The Board of Directors may, but shall not be required to,
establish procedures to allocate the right to receive Common
Stock and common stock equivalents upon exercise of the Rights
among holders of Rights, which such allocation may be, but is
not required to be, pro-rata.

          (d)  If the Company shall fix a record date for the
issuance of rights or warrants to all holders of Preferred
Stock entitling them (for a period expiring within 90 calendar
days after such record date) to subscribe for or purchase
Preferred Stock (or securities having the same or more
favorable rights, privileges and preferences as the Preferred
Stock ("equivalent preferred stock")) or securities convertible
into Preferred Stock or equivalent preferred stock, at a price
per share of Preferred Stock or per share of equivalent
preferred stock or having a conversion or exercise price per
share, as the case may be, less than the current market price
per share of Preferred Stock (as defined in Section 11(f)
hereof) on such record date, the Purchase Price to be in effect
after such record date shall be determined by multiplying the
Purchase Price in effect immediately prior to such date by a
fraction, the numerator of which shall be the number of shares
of Preferred Stock outstanding on such record date plus the
number of shares of Preferred Stock which the aggregate
offering price of the total number of shares of Preferred Stock
or equivalent preferred stock to be offered (and/or the
aggregate initial conversion price of the convertible
securities so to be offered) would purchase at such current
market price, and the denominator of which shall be the number
of shares of Preferred Stock outstanding on such record date
plus the number of additional shares of Preferred
Stock and/or equivalent preferred stock to be offered for
subscription or purchase  (or into which the convertible
securities so to be offered are initially convertible).  In
case such subscription price may be paid in a consideration,
part or all of which shall be in a form other than cash, the
value of such consideration shall be as determined in good
faith by a majority of the Board of Directors, whose
determination shall be described in a statement filed with the
Rights Agent.  Shares of Preferred Stock owned by or held for
the account of the Company shall not be deemed outstanding for
the purpose of any such computation.  Such adjustment shall be
made successively whenever such a record date is fixed; and in
<PAGE> 13
the event that such rights or warrants are not so issued, the
Purchase Price shall be adjusted to be the Purchase Price which
would then be in effect if such record date had not been fixed.

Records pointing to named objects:
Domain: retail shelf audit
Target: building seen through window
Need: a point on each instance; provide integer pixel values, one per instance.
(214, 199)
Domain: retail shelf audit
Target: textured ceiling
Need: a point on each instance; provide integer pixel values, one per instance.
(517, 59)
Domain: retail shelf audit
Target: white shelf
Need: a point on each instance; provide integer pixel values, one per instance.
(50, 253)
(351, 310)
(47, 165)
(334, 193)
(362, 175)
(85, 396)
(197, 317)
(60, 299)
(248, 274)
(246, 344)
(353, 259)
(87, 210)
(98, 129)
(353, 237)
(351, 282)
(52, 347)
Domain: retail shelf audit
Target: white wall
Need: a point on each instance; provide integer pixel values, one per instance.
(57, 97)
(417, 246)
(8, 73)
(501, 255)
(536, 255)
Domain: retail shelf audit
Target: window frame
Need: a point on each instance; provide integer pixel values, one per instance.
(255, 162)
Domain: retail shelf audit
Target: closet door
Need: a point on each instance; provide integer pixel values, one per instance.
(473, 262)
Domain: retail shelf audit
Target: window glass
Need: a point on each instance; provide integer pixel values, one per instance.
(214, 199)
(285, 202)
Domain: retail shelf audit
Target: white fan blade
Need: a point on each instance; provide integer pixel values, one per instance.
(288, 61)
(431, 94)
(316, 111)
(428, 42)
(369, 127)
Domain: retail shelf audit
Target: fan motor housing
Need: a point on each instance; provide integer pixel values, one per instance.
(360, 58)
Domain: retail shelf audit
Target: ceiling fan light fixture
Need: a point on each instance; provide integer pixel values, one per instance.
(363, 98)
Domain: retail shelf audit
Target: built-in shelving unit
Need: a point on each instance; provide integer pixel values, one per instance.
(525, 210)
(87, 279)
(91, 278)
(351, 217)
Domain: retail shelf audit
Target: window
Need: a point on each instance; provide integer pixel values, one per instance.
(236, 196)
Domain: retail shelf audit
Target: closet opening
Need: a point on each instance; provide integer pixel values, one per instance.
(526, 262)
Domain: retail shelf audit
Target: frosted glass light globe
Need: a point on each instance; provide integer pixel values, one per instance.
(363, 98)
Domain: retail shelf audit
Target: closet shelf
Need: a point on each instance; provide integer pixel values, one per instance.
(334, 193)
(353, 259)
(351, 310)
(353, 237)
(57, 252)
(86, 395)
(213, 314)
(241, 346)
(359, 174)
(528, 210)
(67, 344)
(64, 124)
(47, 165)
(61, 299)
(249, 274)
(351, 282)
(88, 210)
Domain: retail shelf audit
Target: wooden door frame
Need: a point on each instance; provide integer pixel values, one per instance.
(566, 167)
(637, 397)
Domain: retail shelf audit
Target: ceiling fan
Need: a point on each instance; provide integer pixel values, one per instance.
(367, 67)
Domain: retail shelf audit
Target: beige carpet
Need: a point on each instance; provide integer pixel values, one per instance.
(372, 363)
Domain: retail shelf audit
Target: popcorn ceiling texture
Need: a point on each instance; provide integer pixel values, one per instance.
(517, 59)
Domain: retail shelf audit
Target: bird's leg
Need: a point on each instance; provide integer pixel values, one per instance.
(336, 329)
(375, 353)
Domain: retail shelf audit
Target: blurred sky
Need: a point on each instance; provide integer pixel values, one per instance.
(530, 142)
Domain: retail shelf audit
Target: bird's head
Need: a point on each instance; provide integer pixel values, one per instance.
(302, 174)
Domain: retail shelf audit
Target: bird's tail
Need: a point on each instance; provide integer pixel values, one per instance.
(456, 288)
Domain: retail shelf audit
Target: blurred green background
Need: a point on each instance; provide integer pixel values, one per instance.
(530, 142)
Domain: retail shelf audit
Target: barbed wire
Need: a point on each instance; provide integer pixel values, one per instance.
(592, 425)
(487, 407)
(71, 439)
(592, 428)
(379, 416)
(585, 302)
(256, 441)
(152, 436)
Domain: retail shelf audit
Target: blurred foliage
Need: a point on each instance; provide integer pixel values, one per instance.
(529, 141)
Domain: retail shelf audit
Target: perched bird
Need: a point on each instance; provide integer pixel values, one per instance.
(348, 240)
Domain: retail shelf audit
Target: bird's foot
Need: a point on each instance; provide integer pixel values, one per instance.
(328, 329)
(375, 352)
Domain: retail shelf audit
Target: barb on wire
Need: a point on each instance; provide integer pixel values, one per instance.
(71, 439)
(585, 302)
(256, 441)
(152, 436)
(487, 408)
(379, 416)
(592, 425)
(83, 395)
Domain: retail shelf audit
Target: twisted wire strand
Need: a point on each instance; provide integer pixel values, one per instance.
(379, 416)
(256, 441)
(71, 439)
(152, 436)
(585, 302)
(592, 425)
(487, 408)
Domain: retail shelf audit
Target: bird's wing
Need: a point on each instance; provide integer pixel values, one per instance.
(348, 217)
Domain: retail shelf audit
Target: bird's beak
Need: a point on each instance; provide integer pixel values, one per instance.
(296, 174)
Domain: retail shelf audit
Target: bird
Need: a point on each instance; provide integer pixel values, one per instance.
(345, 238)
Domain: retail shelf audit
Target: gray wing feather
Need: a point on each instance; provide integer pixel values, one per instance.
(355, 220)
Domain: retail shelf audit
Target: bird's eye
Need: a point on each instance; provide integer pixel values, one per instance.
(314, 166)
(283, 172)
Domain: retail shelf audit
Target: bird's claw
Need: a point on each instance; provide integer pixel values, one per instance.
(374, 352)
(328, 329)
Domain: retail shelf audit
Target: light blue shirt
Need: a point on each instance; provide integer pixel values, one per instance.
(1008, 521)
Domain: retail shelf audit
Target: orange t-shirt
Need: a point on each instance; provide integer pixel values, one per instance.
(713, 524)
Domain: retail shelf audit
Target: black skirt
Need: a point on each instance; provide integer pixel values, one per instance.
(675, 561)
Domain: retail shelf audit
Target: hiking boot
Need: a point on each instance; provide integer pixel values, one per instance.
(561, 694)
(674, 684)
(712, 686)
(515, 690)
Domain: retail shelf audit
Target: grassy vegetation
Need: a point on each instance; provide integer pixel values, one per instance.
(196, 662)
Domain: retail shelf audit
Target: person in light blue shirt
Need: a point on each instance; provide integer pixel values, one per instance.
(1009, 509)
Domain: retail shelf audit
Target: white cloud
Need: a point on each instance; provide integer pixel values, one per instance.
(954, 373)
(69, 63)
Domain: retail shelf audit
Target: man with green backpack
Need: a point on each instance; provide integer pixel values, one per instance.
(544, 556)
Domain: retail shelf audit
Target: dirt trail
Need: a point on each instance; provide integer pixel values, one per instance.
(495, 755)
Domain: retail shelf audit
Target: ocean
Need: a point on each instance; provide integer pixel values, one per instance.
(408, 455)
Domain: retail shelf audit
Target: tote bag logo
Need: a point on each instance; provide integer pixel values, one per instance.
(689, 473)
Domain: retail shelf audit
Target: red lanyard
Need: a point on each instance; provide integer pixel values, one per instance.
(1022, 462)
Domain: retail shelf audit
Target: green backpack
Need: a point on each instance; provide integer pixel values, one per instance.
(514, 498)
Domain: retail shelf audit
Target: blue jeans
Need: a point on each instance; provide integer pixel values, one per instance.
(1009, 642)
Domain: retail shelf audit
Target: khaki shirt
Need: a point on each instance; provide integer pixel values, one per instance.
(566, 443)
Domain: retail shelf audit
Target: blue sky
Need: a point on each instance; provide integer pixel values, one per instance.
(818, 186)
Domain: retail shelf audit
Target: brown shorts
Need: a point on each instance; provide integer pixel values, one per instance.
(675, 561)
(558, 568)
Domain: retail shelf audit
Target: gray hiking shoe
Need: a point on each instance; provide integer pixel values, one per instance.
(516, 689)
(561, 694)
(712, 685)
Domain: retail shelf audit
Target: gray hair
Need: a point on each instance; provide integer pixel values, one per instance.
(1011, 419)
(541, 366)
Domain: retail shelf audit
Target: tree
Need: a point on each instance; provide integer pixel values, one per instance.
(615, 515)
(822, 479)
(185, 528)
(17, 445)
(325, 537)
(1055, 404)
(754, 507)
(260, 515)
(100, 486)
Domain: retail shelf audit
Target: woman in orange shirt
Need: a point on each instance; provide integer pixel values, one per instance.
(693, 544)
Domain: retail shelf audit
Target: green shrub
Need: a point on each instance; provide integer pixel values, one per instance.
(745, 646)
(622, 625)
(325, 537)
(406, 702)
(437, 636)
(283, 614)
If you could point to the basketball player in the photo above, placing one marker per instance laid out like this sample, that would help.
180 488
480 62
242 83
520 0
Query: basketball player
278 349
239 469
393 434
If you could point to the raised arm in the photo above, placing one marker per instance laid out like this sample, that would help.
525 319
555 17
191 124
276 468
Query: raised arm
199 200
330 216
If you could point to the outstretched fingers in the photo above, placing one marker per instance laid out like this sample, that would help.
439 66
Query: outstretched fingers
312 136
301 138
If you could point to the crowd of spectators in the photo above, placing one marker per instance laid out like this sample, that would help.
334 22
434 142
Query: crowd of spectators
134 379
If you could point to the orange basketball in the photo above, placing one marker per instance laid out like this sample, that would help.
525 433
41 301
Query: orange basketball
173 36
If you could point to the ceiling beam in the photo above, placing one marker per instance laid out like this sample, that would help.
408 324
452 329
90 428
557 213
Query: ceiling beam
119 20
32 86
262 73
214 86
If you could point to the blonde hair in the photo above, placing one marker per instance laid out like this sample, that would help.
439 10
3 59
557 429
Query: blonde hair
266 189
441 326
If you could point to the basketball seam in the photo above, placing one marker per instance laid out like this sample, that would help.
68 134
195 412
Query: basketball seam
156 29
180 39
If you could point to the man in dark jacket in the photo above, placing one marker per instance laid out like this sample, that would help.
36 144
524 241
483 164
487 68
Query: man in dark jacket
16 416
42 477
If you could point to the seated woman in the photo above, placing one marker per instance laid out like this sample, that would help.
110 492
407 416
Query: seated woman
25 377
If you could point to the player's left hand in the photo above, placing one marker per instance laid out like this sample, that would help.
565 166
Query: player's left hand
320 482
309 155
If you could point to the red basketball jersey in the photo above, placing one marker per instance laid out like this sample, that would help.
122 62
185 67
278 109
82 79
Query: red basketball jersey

**Problems to solve:**
a) Answer these questions using the rights agreement excerpt:
(i) Within how many calendar days after the record date must the subscription period for the rights or warrants expire?
(ii) Who determines the value of any subscription consideration paid in a form other than cash?
(iii) What happens to the Purchase Price if the rights or warrants are not issued after the record date is fixed?
b) Carry on the rights agreement excerpt from the end of its last sentence.
The listing is separate material and has no connection to the rights agreement excerpt.

**Answers for this exercise:**
a)
(i) 90 calendar days.
(ii) A majority of the Board of Directors, acting in good faith. Their determination is described in a statement filed with the Rights Agent.
(iii) It is adjusted to the Purchase Price that would then be in effect if the record date had not been fixed.

b)
          (e)  If the Company shall fix a record date for the
making of a distribution to all holders of Preferred Stock
(including any such distribution made in connection with a
consolidation or merger in which the Company is the continuing
or surviving corporation) of evidences of indebtedness, cash
(other than a regular periodic cash dividend out of earnings or
retained earnings of the Company), assets (other than a
dividend payable in Preferred Stock, but including any dividend
payable in stock other than Preferred Stock) or convertible
securities, subscription rights or warrants (excluding those
referred to in Section 11(d) hereof), the Purchase Price to be
in effect after such record date shall be determined by
multiplying the Purchase Price in effect immediately prior to
such record date by a fraction, the numerator of which shall be
the current market price for one share of Preferred Stock (as
defined in Section 11(f) hereof) on such record date less the
fair market value (as determined in good faith by a majority of
the Board of Directors, whose determination shall be described
in a statement filed with the Rights Agent) of the portion of
the assets or evidences of indebtedness so to be distributed or
of such convertible securities, subscription rights or warrants
applicable to one share of Preferred Stock, and the denominator
of which shall be such current market price for one share of
Preferred Stock.  Such adjustments shall be made successively
whenever such a record date is fixed; and in the event that
such distribution is not so made, the Purchase Price shall
again be adjusted to be the Purchase Price which would then be
in effect if such record date had not been fixed.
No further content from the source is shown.